EXERCISE OBJECTIVE - Leave out the pictures and repeat the rest of the material exactly.

Coordinate annotation records
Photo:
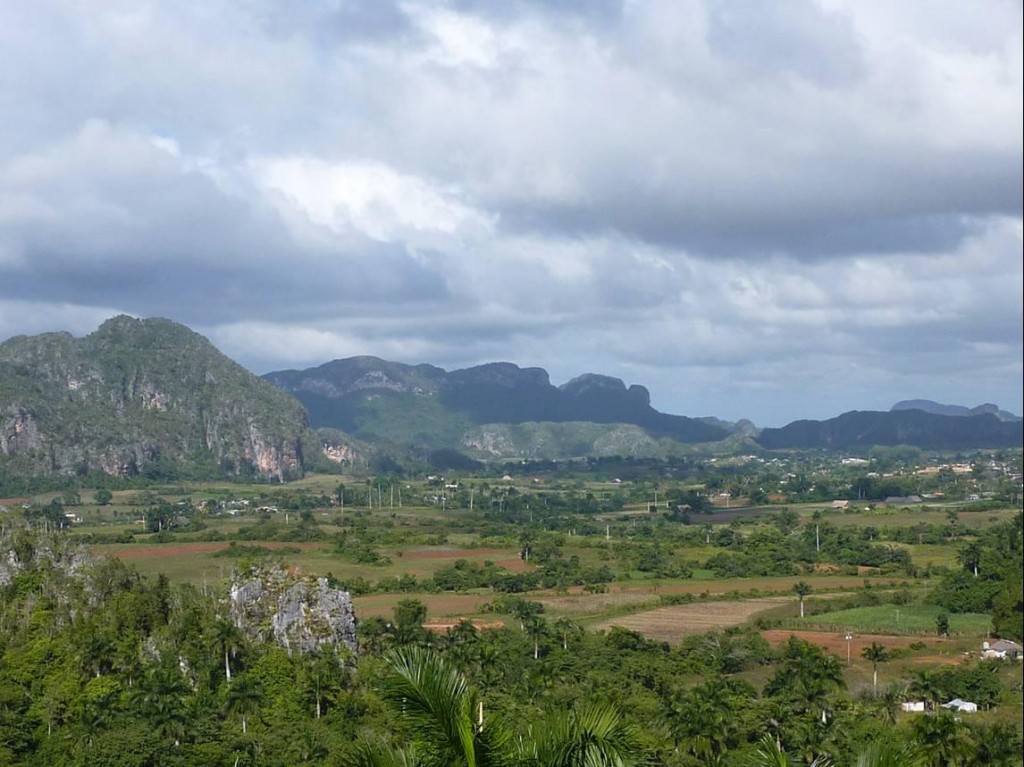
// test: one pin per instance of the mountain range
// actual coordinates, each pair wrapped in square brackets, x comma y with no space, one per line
[138,396]
[151,396]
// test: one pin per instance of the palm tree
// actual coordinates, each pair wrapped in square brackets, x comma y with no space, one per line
[970,557]
[537,629]
[891,754]
[566,628]
[941,738]
[228,640]
[771,754]
[877,653]
[244,697]
[160,697]
[438,705]
[592,736]
[450,730]
[802,589]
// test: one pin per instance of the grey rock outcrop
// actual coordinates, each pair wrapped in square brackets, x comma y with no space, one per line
[302,614]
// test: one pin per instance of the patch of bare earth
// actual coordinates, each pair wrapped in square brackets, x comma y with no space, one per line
[674,623]
[837,642]
[504,558]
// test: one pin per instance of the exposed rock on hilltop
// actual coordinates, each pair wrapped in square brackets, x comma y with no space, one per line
[300,614]
[140,396]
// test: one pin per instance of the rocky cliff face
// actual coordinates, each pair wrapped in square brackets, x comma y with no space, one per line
[301,614]
[137,396]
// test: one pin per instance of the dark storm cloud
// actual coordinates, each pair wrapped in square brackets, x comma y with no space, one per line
[700,197]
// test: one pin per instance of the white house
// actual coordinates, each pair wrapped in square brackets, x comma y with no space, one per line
[1003,648]
[965,707]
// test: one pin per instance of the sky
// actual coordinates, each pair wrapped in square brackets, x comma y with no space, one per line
[771,211]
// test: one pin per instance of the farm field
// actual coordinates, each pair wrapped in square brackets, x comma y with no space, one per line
[915,620]
[674,623]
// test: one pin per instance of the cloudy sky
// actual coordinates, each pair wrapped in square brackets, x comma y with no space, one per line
[771,210]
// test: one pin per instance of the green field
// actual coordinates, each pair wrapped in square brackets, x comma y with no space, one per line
[889,619]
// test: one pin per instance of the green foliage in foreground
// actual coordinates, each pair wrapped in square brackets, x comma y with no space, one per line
[100,667]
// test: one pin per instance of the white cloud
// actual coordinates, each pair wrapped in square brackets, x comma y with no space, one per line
[813,203]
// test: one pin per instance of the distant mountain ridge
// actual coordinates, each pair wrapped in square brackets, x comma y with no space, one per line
[913,427]
[930,406]
[138,396]
[372,397]
[153,397]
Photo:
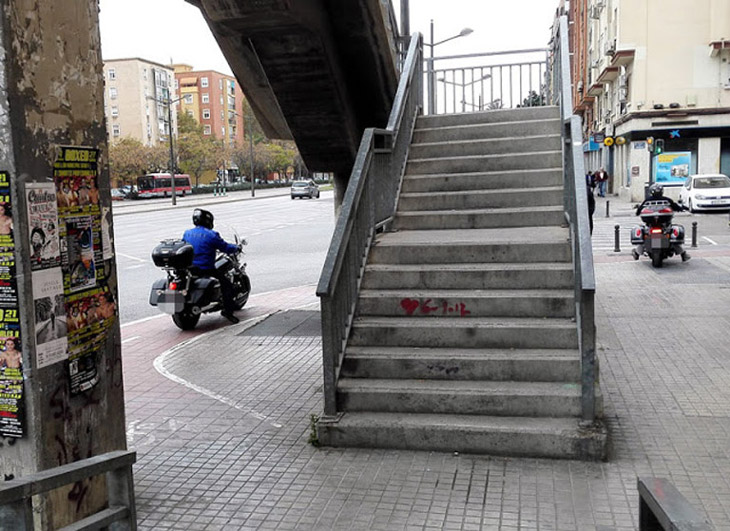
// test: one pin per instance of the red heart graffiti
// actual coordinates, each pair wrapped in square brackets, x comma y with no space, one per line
[409,305]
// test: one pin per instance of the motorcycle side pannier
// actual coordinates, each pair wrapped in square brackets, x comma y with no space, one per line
[176,254]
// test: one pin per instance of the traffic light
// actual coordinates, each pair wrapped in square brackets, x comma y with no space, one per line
[658,146]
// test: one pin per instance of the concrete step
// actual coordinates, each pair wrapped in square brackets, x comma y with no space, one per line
[462,397]
[471,199]
[557,438]
[432,303]
[489,146]
[519,128]
[465,332]
[480,218]
[484,163]
[488,117]
[483,180]
[469,276]
[514,244]
[530,365]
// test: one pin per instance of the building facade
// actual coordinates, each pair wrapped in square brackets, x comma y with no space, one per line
[136,92]
[215,100]
[648,68]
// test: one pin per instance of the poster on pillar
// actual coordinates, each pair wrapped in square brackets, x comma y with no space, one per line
[90,307]
[11,359]
[42,226]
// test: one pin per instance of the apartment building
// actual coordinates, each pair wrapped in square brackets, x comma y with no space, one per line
[651,68]
[135,94]
[215,100]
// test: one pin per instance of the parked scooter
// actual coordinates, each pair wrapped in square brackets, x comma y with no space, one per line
[658,238]
[185,295]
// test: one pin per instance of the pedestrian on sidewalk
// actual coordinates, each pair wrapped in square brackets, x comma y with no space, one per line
[601,177]
[590,186]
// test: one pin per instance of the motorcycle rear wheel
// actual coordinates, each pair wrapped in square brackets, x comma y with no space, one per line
[656,258]
[185,320]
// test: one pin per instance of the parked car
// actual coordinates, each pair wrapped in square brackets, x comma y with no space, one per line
[710,191]
[304,189]
[118,195]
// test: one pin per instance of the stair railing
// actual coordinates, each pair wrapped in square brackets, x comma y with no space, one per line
[368,206]
[576,211]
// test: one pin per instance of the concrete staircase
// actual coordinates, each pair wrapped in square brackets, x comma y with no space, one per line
[465,338]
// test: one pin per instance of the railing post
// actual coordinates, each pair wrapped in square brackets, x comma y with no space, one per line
[588,356]
[17,515]
[120,489]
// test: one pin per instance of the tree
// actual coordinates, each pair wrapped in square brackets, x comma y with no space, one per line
[197,152]
[128,158]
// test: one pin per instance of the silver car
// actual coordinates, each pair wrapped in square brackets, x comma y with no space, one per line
[304,189]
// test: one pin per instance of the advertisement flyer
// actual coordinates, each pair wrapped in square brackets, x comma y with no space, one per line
[672,168]
[85,244]
[42,226]
[50,317]
[11,360]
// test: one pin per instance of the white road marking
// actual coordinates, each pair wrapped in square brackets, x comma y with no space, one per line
[159,366]
[132,257]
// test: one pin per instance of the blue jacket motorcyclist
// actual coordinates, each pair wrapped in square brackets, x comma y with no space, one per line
[206,242]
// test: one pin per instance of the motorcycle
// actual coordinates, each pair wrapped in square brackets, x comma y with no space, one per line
[186,295]
[658,238]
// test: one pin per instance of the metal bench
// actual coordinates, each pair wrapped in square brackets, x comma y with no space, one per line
[16,507]
[663,508]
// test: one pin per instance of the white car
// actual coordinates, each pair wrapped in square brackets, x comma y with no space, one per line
[710,191]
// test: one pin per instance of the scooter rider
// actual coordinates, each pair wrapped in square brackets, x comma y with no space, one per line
[206,242]
[656,193]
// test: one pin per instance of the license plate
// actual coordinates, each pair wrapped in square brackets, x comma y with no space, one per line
[658,242]
[171,301]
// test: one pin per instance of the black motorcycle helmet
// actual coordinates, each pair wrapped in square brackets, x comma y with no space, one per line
[202,218]
[656,190]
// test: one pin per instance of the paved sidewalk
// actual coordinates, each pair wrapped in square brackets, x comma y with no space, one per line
[221,423]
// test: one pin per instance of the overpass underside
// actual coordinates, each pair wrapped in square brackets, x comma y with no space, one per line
[315,71]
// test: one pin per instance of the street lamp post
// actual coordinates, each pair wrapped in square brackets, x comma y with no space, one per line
[168,101]
[430,65]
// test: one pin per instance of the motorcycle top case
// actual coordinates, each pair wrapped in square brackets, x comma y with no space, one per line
[176,254]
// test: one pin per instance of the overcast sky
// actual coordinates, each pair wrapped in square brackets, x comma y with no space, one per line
[173,30]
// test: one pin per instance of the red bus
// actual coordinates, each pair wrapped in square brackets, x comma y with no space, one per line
[159,185]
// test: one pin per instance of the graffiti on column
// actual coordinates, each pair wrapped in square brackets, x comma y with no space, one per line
[12,421]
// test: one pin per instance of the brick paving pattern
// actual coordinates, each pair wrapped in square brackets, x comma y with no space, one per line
[224,446]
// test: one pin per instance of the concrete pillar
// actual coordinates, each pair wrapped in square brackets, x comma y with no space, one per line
[51,104]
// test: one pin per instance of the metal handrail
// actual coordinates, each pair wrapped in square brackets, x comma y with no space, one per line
[16,508]
[369,203]
[576,210]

EXERCISE ANSWER -
Photo:
// test: one pin per instance of the mountain range
// actual coordinates, each pair wrapped in square brackets, x comma y with no space, one per line
[138,396]
[151,396]
// test: one pin per instance of the palm tree
// actual coordinates, each pair wrapped in square brackets, x comma y with no space, one per line
[970,557]
[537,629]
[891,754]
[566,628]
[941,738]
[228,640]
[771,754]
[877,653]
[244,697]
[160,697]
[438,705]
[592,736]
[450,730]
[802,589]
// test: one pin per instance of the grey rock outcrop
// actual coordinates, each pair wrapped in square brackets, x comma y with no space, one per line
[302,614]
// test: one pin per instance of the patch of bare earth
// actual coordinates, each pair wrapped in square brackets, x comma y with no space, one per line
[674,623]
[837,642]
[504,558]
// test: one pin per instance of the exposed rock on hilltop
// actual coordinates, each pair wrapped in square brackets, x comma y with no space, one per line
[300,614]
[140,396]
// test: one pin per instance of the rocky cliff face
// actual coordinates, each pair wrapped in square brackets, x comma y with no space, one per line
[301,614]
[137,396]
// test: one pin per instance of the dark storm cloud
// actual coordinates, each pair wrapped in square brackets, x comma y with no space, one per line
[700,197]
// test: one pin per instance of the white house
// actual coordinates, each pair wrapped in square brackets, x comma y with no space, one per line
[1003,648]
[965,707]
// test: one pin per instance of the sky
// actual coordinates, each pair wrapped in square brackets, x comma y with no space, one per line
[771,211]
// test: one pin per instance of the farm field
// actual coordinates, each pair wrapped in square brackets, x comma y with no space, one per line
[915,620]
[674,623]
// test: one pin per instance of the cloudy sky
// actual coordinates, each pair wrapped in square brackets, x comma y with no space, one per line
[771,210]
// test: one pin per instance of the green field
// actual coordinates, each pair wrapped in square brackets, x comma y with no space, one per line
[889,619]
// test: one pin per instance of the green foliage in foreground
// actual coordinates, each pair wrapped in square brackets, x comma y with no space, one per line
[100,667]
// test: one pin per instance of the white cloud
// actual coordinates, each pair wrapped in square brackets, x comma y with no space, one per line
[813,203]
// test: one pin per instance of the distant mountain ridge
// actual coordinates, each pair wrapped in square brackets, x comma y with no space, one per line
[913,427]
[930,406]
[138,396]
[372,397]
[153,397]
Photo:
// test: one pin per instance of the red heart graffiti
// actual coordinates, each pair wrapped in square brackets, x comma y with no space, one per line
[409,305]
// test: one pin per instance of the motorcycle side pannier
// actual coordinates, each pair wrapped in square brackets, x comma y with no space, one per line
[176,254]
// test: one pin per instance of the traffic light
// actual coordinates, each pair wrapped in square brackets, x comma y with no space, one per line
[658,146]
// test: one pin per instance of the concrete step
// actual coordinates, each pair wrapped in square brackets, x comma y with no space, one per line
[462,397]
[471,199]
[557,438]
[432,303]
[489,146]
[519,128]
[465,332]
[480,218]
[484,163]
[488,117]
[483,180]
[469,276]
[514,244]
[530,365]
// test: one pin per instance of the building facade
// actual coordinates, each pair wrapped in square brackets, x comma y with no space, one per line
[136,92]
[215,100]
[648,68]
// test: one pin per instance of the poster on pillar
// actual coordinates, each pair wrapped in square brackets, x comma y with no space, one per line
[90,307]
[11,359]
[42,226]
// test: one pin per instance of the apartment building
// actual coordinates, each pair wrapped in square brackets, x comma y with no space, one per line
[651,68]
[135,94]
[215,100]
// test: one pin per instance of the parked scooter
// actual coordinates, each pair wrapped in square brackets, x comma y with no space, one per line
[658,238]
[185,295]
// test: one pin per instance of the pedestrian on sidewalk
// actual coordinates, each pair wrapped in square brackets, x comma y with no space, one per line
[601,177]
[590,186]
// test: one pin per instance of the motorcycle rear wheel
// actual coordinates, each pair wrapped in square brackets, x comma y with no space, one per line
[656,258]
[185,320]
// test: one pin per instance of the parked car
// actual coordinates, each pair wrapped in square brackets, x comma y with no space, one per line
[710,191]
[304,189]
[118,195]
// test: one pin per instance of the stair railing
// actual coordinates, each pair wrapped in square brackets, x comma y with no space, one per line
[368,206]
[576,211]
// test: one pin per instance of the concrete staircase
// actual coordinates, each pair wrapped in square brackets, x comma y with no space, one per line
[465,338]
// test: one pin per instance of the railing post
// actual coordinates, each pair wrapped in square brackets, x comma y with no space, one per line
[588,356]
[17,515]
[120,489]
// test: one pin per instance of the tree
// actual coordinates, each pair wrapped in square brackets, x comma y with no space, one per line
[197,152]
[128,158]
// test: one pin per instance of the silver car
// actual coordinates, each pair wrapped in square brackets, x comma y with no space, one per line
[304,189]
// test: one pin per instance of the advertisement flyer
// actual coordinates, each pair wrapped in square brackets, x comma y with no space, one per line
[672,168]
[85,244]
[42,226]
[50,317]
[11,360]
// test: one pin per instance of the white road marking
// actual coordinates, each pair wrapped in square brackets, x comma y with no space, one per line
[159,366]
[132,257]
// test: one pin per instance of the blue jacket motorcyclist
// actual coordinates, each pair wrapped in square brackets, x comma y with no space, one per line
[206,242]
// test: one pin per instance of the motorcycle
// actual coordinates, each pair wrapped in square brackets, x comma y with no space, one per line
[186,295]
[658,238]
// test: one pin per instance of the metal bench
// actual coordinates, each pair wrapped in square brackets, x comma y with no space, one per line
[16,507]
[663,508]
// test: one pin per instance of the white car
// actual coordinates, each pair wrapped in square brackets, x comma y with no space, one per line
[710,191]
// test: one pin per instance of the scooter rider
// actual coordinates, each pair wrapped in square brackets, x comma y with no space, one per line
[206,242]
[656,193]
// test: one pin per instance of the license plate
// actual coordinates, each pair wrapped in square brackets, x comma y with no space, one per line
[658,242]
[171,301]
// test: one pin per instance of the black motorcycle helmet
// actual coordinates, each pair wrapped in square brackets, x comma y with no space, one per line
[202,218]
[656,190]
// test: one pin per instance of the paved sidewalk
// actual coordinates, each pair wrapped in square brackets, x comma y with no space, one per line
[221,423]
// test: one pin per instance of the overpass underside
// actual coordinates, each pair wrapped in square brackets, x comma y with no space, one per line
[315,71]
// test: one pin per instance of the street lamp post
// actual coordinates, each pair wrapped in square brackets, x comma y with no space, one per line
[168,101]
[430,65]
// test: one pin per instance of the motorcycle top case
// actual coordinates, each pair wrapped in square brackets, x comma y with no space, one per line
[176,254]
// test: one pin per instance of the overcast sky
// actual coordinates, each pair wrapped in square brackets, x comma y with no space, one per line
[173,30]
// test: one pin per instance of the red bus
// actual coordinates, each pair wrapped in square brackets, x comma y with no space, one per line
[159,185]
// test: one pin per instance of the graffiti on column
// actual coordinates, each pair wrapped in square brackets, x comma y with no space, one per line
[12,421]
// test: one pin per instance of the brick paving pattern
// actual coordinates, each pair wrapped in square brackets, x comma y with no space, one per line
[224,446]
// test: one pin per instance of the concrete pillar
// actual coordinates, each pair wrapped in square brackets, x comma y with no space, one per line
[51,104]
// test: one pin per instance of the metal handrail
// actual coordinates, each pair wrapped in square brackets, x comma y with no space, one per line
[16,508]
[369,203]
[576,210]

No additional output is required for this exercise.